> PASSAGE SOURCE:
---

Mortua quin etiam jungebat corpora vivis
Tormenti genus.


Mais ces indignations éloquentes répondent à une situation imaginaire. Si la bourgeoisie a la conduite des entreprises d’industrie et de commerce, ce n’est pas seulement parce qu’elle détient les capitaux. La cause réelle de la position qu’elle occupe et qu’il est de l’intérêt de tous de lui laisser, c’est qu’elle possède particulièrement la capacité directrice, c’est-à-dire l’esprit de tradition uni à l’esprit d’initiative. Aussi est-il difficile aux populations ouvrières de se passer de son concours, alors même qu’on mettrait des capitaux suffisans entre leurs mains. Il faut chercher la démonstration pratique de cette vérité, et il ne sera pas difficile de la trouver ; nous n’aurons qu’à examiner de, près l’état et la marche de ces institutions nombreuses connues, on ne sait pourquoi, sous le nom bizarre de sociétés coopératives, — associations ouvrières aujourd’hui fort répandues, qui semblent avoir d’aussi modestes résultats qu’elles annonçaient de grandes prétentions.


II.

---

> DONNÉES AFFICHÉES:
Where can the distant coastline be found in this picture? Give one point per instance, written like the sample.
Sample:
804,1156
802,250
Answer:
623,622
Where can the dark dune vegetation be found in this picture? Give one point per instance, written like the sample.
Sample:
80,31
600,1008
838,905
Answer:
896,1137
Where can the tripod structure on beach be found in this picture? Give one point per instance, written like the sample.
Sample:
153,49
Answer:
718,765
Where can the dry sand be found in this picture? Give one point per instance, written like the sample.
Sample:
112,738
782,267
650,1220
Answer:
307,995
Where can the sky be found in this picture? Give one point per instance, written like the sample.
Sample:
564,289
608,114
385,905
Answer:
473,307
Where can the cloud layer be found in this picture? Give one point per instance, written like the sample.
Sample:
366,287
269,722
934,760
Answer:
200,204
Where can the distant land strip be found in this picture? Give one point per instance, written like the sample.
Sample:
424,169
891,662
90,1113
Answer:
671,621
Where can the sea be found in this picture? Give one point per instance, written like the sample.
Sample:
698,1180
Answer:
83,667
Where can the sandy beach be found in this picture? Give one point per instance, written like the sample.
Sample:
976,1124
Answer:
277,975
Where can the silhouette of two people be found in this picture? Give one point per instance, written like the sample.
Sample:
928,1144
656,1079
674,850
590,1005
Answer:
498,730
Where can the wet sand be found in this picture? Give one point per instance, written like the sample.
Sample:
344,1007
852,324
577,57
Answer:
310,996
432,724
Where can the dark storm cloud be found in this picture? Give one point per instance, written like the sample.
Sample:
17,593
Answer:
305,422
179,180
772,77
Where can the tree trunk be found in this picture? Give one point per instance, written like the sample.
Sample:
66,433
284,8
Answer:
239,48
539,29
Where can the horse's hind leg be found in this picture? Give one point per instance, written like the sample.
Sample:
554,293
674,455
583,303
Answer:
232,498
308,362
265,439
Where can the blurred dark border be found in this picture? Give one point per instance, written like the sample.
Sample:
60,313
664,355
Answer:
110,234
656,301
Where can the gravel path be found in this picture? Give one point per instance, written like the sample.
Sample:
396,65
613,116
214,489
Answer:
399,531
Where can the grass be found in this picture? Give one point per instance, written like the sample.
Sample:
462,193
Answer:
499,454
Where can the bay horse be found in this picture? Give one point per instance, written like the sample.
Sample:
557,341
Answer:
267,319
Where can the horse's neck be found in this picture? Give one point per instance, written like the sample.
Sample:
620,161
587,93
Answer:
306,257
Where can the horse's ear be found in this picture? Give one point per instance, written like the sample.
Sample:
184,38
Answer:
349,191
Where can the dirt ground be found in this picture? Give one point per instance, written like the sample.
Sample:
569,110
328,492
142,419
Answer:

---

> CONSIGNE ÉCRITE:
Répondez s'il vous plaît à ces questions sur le passage source :
1. Quelle capacité la bourgeoisie possède-t-elle particulièrement ?
2. Sous quel nom les associations ouvrières sont-elles connues ?
3. Comment le passage qualifie-t-il les résultats de ces associations ?

> RÉPONSE COMPLÈTE:
1. La capacité directrice, c'est-à-dire l'esprit de tradition uni à l'esprit d'initiative.
2. Sous le nom de sociétés coopératives.
3. Il les qualifie de modestes, aussi modestes que leurs prétentions annoncées étaient grandes.